*** Opening Text under study ***
Over the last decade researchers have discovered more than 100 genetic loci associated with schizophrenia diagnosis; however, determining how these variants alter biology and contribute to schizophrenia development has been more challenging. With the expansion of large genetics databases like GTEx and ENCODE, researchers are beginning to move beyond genome wide association studies to link genetic variation to alterations in gene expression and to more accurately determine the molecular basis of complex diseases like schizophrenia. In a recent paper from Nature Neuroscience, researchers reported that around 20% of the 108 previously known schizophrenia loci contain genetic variants that potentially contribute to altered gene expression in the brain, and thus could contribute to schizophrenia development. Furthermore, in five of the loci investigated the genetic variants were located in a single gene: FURIN, TSNARE1, CNTN4, CLCN3 and SNAP91. The researchers went on to demonstrate that three of those genes (FURIN, TSNARE1 and CNTN4) were involved in neurodevelopment in zebrafish, strengthening the evidence that they may also play an important role in human brain development and that their altered expression may be contributing to schizophrenia development. These discoveries were made possible by data from the CommonMind Consortium – a Public-Private partnership with a large brain sample collection – together with GTEx’s extensive collection of post-mortem brain donors and public set of expression quantitative trait loci from brain.
*** Closing Text under study ***
*** Opening Given entries ***
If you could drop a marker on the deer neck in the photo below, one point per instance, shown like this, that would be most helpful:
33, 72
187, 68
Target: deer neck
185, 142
*** Closing Given entries ***
▸ **Your goal**
Please reproduce the entire text on schizophrenia risk loci word for word. You can set the records aside; nothing here depends on them.

▸ **Result for this exercise**
Over the last decade researchers have discovered more than 100 genetic loci associated with schizophrenia diagnosis; however, determining how these variants alter biology and contribute to schizophrenia development has been more challenging. With the expansion of large genetics databases like GTEx and ENCODE, researchers are beginning to move beyond genome wide association studies to link genetic variation to alterations in gene expression and to more accurately determine the molecular basis of complex diseases like schizophrenia. In a recent paper from Nature Neuroscience, researchers reported that around 20% of the 108 previously known schizophrenia loci contain genetic variants that potentially contribute to altered gene expression in the brain, and thus could contribute to schizophrenia development. Furthermore, in five of the loci investigated the genetic variants were located in a single gene: FURIN, TSNARE1, CNTN4, CLCN3 and SNAP91. The researchers went on to demonstrate that three of those genes (FURIN, TSNARE1 and CNTN4) were involved in neurodevelopment in zebrafish, strengthening the evidence that they may also play an important role in human brain development and that their altered expression may be contributing to schizophrenia development. These discoveries were made possible by data from the CommonMind Consortium – a Public-Private partnership with a large brain sample collection – together with GTEx’s extensive collection of post-mortem brain donors and public set of expression quantitative trait loci from brain.